Start of Document passage

The real question is, do you think Spark is the bloody British, the AWS EC2 instance is Boston, and DuckDB + Polars are the John Adams and George Washington, bent on freedom or death? You paid attention in history class, didn’t you?
I can see it.
The natural evolution of things, the rise and fall of nations, and the evolution of technologies. You will never get me to say that Spark is going anywhere, anytime soon. It’s not.
The Lake House, built on storage formats like Delta Lake and Iceberg, is the new Oracle and SQL Server; decades will pass before Spark and Lake House are gone.
But all rebellions start at the zenith of the great powers; overlooked users with less than a TB or two of data get upset with their cloud bills. A tale as old as time.
Big, or not so big.
It’s something everyone knows but no one talks about. There are actually not very many organizations that have and work on “Big Data.” Read the DuckDB summary of the Redshift files, an interesting look into the size of datasets, and better yet, the size of data queried in individual pipelines.

End of Document passage
Start of Given data

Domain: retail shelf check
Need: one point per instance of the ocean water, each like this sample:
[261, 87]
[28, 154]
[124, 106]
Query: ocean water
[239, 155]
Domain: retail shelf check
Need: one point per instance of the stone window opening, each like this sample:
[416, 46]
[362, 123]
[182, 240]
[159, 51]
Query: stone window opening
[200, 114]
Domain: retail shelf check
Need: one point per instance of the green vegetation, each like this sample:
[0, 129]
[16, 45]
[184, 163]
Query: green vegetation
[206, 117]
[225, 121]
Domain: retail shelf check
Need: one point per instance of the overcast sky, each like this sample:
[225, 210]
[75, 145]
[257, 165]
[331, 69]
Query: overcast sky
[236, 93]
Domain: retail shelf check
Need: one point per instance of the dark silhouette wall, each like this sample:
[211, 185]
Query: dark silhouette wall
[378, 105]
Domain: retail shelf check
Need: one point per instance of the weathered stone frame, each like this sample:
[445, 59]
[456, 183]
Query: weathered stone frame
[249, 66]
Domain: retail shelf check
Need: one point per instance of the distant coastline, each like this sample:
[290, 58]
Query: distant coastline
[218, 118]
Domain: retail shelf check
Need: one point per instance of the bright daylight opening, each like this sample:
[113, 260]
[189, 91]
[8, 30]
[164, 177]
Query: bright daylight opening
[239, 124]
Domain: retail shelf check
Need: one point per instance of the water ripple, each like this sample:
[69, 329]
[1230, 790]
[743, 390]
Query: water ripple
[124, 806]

End of Given data
Start of Given data

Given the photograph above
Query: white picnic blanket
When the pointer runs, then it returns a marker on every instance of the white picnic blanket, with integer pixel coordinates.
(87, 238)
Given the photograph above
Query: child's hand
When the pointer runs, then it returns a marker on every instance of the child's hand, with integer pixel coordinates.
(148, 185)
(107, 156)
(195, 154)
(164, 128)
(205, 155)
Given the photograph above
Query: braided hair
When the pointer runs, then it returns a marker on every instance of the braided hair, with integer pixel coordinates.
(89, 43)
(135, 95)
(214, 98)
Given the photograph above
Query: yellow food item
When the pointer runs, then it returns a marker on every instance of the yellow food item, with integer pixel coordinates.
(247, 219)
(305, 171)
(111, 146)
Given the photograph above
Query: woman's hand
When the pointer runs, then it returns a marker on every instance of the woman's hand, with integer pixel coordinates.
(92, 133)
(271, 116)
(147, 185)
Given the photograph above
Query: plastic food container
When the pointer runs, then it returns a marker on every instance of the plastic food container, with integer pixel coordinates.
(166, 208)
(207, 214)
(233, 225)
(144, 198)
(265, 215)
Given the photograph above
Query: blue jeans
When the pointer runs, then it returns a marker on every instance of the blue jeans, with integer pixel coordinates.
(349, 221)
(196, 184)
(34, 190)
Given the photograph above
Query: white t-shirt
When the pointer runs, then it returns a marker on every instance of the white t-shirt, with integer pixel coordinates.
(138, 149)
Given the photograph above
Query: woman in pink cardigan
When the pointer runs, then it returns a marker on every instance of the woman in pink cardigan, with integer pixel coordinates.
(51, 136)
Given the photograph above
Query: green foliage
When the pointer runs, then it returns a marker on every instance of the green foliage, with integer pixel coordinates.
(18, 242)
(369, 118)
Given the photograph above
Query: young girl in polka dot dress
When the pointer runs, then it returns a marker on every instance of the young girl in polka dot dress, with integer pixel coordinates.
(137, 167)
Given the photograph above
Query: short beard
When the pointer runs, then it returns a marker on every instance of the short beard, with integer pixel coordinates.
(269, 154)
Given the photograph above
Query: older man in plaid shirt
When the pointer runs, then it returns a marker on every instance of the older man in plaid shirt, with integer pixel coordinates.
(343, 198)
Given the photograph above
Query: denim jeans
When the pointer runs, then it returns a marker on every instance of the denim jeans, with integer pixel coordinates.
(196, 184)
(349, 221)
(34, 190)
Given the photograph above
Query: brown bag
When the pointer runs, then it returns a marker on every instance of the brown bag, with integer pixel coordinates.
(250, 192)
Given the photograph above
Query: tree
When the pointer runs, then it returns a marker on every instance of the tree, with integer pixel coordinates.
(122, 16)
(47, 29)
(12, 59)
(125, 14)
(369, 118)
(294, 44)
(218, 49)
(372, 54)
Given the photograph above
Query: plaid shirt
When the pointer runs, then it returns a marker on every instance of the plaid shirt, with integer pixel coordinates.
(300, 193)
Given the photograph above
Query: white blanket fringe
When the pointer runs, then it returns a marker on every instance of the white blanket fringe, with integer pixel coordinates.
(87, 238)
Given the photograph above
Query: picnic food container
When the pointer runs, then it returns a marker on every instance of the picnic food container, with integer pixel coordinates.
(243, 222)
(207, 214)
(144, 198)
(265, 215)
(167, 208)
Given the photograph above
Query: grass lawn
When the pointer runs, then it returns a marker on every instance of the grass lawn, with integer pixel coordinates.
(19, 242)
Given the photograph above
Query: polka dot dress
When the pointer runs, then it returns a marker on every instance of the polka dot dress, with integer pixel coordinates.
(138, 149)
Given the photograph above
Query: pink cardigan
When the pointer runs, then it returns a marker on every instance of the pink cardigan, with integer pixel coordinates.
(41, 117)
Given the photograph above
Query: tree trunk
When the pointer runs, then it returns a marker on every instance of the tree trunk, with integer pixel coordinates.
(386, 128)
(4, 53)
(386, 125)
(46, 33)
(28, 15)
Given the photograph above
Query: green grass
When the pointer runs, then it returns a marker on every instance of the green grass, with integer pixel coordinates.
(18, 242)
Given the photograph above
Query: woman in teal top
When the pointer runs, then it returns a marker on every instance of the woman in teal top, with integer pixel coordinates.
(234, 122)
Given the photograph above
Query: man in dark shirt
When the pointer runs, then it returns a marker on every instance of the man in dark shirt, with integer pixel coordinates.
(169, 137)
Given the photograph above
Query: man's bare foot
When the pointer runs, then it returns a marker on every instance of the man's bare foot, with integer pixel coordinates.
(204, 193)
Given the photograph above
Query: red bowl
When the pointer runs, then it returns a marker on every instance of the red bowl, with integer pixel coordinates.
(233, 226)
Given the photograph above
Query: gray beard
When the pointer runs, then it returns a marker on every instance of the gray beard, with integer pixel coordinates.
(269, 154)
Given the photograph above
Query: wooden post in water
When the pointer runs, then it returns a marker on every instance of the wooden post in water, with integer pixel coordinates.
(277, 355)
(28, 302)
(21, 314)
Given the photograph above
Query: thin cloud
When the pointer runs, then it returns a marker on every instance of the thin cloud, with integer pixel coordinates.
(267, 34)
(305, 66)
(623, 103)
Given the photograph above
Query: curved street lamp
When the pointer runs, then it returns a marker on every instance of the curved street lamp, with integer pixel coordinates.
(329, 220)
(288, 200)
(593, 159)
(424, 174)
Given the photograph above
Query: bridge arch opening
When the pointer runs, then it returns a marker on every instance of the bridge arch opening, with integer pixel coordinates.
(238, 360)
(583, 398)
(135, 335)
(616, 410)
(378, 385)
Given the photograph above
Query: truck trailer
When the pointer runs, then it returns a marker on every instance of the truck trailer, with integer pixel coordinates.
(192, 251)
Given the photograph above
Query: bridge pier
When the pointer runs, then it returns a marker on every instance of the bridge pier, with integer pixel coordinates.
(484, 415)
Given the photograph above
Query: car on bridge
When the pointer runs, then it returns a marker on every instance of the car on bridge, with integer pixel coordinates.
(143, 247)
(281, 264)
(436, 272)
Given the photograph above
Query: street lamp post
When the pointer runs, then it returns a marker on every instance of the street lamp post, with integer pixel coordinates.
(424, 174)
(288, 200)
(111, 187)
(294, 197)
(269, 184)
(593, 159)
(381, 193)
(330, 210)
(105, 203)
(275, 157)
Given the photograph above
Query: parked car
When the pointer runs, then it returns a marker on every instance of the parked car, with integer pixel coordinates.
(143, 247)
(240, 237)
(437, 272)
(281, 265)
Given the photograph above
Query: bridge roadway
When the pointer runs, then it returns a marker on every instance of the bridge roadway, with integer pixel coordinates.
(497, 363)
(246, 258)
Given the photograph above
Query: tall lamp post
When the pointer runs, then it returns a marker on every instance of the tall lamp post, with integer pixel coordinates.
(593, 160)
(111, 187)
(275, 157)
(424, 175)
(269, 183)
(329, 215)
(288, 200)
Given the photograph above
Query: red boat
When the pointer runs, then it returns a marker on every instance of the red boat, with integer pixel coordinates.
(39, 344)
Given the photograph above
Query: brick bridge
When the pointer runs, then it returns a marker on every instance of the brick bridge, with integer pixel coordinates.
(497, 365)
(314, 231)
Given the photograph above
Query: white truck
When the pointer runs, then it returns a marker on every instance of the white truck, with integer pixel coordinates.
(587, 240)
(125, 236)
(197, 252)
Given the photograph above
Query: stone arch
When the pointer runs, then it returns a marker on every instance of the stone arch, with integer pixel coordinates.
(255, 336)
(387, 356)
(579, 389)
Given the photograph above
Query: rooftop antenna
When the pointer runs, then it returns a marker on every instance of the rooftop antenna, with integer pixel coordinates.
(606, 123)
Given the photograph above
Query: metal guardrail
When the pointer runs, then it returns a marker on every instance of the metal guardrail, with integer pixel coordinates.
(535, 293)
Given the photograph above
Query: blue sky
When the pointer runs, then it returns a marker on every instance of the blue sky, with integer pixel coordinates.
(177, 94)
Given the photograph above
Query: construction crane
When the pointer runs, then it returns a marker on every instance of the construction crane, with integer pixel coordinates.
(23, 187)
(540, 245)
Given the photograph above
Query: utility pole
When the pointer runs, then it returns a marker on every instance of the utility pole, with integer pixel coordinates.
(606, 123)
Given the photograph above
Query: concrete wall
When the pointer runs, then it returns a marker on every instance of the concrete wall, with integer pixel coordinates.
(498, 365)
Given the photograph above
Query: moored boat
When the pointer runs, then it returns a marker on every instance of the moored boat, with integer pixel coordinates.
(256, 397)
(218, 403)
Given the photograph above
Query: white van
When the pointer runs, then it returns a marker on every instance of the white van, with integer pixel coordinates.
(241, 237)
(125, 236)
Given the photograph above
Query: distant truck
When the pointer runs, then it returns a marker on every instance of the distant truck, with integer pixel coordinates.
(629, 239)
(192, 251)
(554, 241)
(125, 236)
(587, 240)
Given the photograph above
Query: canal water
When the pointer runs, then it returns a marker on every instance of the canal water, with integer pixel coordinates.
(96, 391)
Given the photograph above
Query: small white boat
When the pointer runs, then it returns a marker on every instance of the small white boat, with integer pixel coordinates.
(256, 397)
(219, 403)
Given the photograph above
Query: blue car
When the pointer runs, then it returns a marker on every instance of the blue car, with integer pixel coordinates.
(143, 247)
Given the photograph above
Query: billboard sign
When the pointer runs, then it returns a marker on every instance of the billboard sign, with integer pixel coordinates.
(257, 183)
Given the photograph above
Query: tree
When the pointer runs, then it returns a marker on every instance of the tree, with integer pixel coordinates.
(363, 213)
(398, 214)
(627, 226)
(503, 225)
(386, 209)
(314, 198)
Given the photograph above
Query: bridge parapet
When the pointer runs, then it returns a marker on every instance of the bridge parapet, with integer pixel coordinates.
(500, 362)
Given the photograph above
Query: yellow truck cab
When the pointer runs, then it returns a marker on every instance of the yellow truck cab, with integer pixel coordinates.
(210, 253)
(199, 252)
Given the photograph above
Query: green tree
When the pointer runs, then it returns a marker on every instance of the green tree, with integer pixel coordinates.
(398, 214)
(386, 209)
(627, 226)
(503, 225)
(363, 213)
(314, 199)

End of Given data

◆ **Exercises to complete**
a: In the Spark and DuckDB essay, reproduce the stretch from "The real question" through "can see it.", swapping in "Philadelphia" for "Boston".
b: Pick up the Spark and DuckDB essay after its final sentence and carry it forward.

◆ **Per-task outputs**
a:
The real question is, do you think Spark is the bloody British, the AWS EC2 instance is Philadelphia, and DuckDB + Polars are the John Adams and George Washington, bent on freedom or death? You paid attention in history class, didn’t you?
I can see it.

b:
The truth is, “Big Data” is in the eye of the beholder. We all think our data is big when, indeed, it is not. Yes, there is Big Data floating around out there, and some big queries need to crunch years’ worth of data.
There are Google, Meta, and other out-of-the-ordinary datasets. But, technology has evolved, how we store and process data has changed too.
The days of needing to write some PySpark every time you need to run a pipeline are over; that truth simply hasn’t trickled down to the masses just yet, though. There are also some hurdles left to jump over for the Single Node Rebellion that are solvable but formidable.
Back in the day.
This has remained largely unchanged from the early days to the present. Proof can be seen as far back as 2015 in this study on GitHub.
Even in the MDS age when all you hear about is data growing exponentially, most datasets that exist, let alone queries on, are not that big.
This “older” study, along with the Redshift files, proves what we all already know and is whispered under the old oak tree at midnight for fear of being tarred and feathered … whisper … most data and queries work on small datasets.
Hence, the rise of Polars, DuckDB, Daft, and the like.
Why the backlash against clusters, cost only?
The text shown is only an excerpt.